■ **Given request**:
Reproduce each of the records below word for word, line by line, changing nothing.
━━━━━━━━━━━━━━━━
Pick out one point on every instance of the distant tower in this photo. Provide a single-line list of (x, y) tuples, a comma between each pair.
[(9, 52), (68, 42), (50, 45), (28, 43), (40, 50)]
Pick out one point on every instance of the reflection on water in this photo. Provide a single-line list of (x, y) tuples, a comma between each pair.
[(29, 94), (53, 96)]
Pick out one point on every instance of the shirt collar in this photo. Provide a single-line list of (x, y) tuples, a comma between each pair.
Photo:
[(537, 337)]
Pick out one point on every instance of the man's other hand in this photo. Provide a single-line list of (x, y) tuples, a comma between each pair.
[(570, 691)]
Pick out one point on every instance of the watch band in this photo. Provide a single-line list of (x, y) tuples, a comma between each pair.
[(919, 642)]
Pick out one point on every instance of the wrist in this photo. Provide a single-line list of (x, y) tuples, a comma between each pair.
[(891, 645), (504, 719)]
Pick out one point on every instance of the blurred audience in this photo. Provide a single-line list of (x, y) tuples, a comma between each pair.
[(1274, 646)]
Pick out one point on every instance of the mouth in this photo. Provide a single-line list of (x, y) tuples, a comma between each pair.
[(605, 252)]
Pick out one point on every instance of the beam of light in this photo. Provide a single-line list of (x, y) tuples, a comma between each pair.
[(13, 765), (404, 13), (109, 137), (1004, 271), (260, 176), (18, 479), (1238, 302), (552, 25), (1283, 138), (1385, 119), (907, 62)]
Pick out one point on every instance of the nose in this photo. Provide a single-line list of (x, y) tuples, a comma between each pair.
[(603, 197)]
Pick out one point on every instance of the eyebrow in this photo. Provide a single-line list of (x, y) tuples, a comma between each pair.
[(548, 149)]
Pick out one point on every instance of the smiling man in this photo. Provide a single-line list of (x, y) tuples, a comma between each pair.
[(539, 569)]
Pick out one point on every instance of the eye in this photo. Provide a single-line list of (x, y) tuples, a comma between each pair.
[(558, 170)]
━━━━━━━━━━━━━━━━
■ **The completed task**:
Pick out one point on every instance of the distant tower in this photo. Provide a single-line list of (x, y) tuples, a comma between each pair.
[(9, 52), (68, 42), (50, 45), (28, 43), (40, 50)]
Pick out one point on every instance of the reflection on water in this photo. Provide a single-line list of (x, y) tuples, a comma between each pair.
[(29, 94), (53, 96)]
Pick out one point on every instance of the shirt collar in this photo. Provide a single-line list of (x, y) tuples, a comma between each pair.
Photo:
[(537, 337)]
Pick out one point on every instance of the man's other hand in this photo. Provide a single-line list of (x, y) tuples, a comma between each pair.
[(570, 691)]
Pick out one point on every instance of the watch band in this photo. Provide a single-line list of (x, y) tuples, a comma between each pair.
[(919, 642)]
Pick out one point on every instance of the wrist in this photo. Provide a single-line list of (x, y) tuples, a comma between each pair.
[(891, 645), (504, 719)]
Pick out one point on every instance of the blurred audience in this photo. Provide a single-line list of (x, y) tuples, a comma between each pair.
[(1274, 646)]
Pick out one point on every instance of the mouth in this photo. Provide a single-line list of (x, y) tuples, a comma between each pair.
[(605, 252)]
Pick out one point on every instance of the beam of light in this photo. Provide a single-line list of (x, y) tuples, a comma between each pair.
[(13, 765), (404, 13), (109, 137), (1004, 271), (260, 176), (18, 479), (1238, 302), (552, 25), (1283, 138), (1385, 119), (907, 62)]
Pick out one point on every instance of the nose in this photo. Provide a single-line list of (x, y) tuples, a comma between each pair.
[(603, 197)]
Pick out one point on every instance of the eyebrow in this photo. Provide a single-line list of (x, y) tuples, a comma between each pair.
[(548, 149)]
Pick out one point on every instance of the smiling man in this photo. Provide a single-line list of (x, y) tuples, a comma between each pair.
[(539, 569)]
Pick out one point on every instance of the eye in this photo. Provide a single-line list of (x, y) tuples, a comma between each pair.
[(558, 170)]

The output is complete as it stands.